== Material provided ==

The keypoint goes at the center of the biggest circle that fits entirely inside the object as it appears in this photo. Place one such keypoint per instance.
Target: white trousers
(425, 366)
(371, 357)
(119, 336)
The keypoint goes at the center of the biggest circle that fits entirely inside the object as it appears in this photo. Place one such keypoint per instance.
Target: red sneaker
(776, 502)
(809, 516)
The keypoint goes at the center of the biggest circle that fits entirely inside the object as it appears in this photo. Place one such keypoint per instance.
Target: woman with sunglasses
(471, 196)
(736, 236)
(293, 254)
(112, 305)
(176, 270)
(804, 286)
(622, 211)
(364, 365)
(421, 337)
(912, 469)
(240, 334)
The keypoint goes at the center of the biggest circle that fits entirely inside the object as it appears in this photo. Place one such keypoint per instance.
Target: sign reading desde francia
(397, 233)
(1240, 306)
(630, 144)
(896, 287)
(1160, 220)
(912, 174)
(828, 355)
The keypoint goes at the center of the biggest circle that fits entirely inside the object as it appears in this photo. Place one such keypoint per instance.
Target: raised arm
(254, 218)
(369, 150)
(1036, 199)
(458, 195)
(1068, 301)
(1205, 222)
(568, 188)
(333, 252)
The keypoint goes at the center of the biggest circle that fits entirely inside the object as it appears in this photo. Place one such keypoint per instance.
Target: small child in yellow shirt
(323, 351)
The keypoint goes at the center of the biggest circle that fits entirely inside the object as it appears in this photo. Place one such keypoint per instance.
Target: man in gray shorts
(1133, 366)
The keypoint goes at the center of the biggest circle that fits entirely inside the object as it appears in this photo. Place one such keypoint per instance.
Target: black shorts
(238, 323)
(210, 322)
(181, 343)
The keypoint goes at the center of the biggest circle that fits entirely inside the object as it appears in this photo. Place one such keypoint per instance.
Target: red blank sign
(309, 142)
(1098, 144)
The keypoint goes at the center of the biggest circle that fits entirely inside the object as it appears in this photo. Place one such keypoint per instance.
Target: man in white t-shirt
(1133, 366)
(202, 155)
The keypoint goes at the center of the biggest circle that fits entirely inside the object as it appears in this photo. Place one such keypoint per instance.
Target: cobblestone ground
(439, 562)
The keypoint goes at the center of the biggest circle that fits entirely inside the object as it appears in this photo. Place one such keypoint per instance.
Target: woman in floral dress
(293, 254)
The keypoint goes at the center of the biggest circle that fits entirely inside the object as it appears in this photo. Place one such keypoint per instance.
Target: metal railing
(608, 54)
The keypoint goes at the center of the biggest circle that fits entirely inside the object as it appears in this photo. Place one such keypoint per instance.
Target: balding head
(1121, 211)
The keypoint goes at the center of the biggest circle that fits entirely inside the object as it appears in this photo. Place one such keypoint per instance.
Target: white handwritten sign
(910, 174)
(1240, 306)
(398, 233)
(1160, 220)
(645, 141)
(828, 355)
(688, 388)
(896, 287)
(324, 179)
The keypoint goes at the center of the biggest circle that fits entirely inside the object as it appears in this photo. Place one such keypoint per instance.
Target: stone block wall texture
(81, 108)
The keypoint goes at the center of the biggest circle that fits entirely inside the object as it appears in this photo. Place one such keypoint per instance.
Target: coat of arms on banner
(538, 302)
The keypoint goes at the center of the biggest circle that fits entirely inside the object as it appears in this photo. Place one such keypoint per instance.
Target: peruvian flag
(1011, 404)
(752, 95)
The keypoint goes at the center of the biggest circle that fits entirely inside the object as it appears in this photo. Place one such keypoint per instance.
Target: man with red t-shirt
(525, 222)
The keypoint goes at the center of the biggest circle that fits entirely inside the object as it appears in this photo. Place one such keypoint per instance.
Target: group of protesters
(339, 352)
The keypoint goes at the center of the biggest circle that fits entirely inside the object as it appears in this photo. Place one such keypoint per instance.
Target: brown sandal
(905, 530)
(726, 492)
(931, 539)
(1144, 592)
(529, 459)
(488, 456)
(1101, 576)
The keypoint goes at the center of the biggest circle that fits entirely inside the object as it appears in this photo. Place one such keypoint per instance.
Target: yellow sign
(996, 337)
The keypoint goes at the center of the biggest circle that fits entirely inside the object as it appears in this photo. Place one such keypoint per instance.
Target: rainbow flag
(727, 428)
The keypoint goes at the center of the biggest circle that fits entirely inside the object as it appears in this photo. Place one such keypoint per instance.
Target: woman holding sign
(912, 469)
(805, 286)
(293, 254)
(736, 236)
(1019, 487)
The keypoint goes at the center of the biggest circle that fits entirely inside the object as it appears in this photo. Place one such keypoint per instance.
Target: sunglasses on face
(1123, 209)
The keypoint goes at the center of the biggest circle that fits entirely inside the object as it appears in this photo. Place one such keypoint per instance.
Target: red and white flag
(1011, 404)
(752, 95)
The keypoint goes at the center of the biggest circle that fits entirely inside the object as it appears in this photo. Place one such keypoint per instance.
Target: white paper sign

===

[Task requirements]: Pull out every line of the listing above that contains the word "shorts", treating uppercase and lowercase as different.

[Task answer]:
Target: man in gray shorts
Target: black shorts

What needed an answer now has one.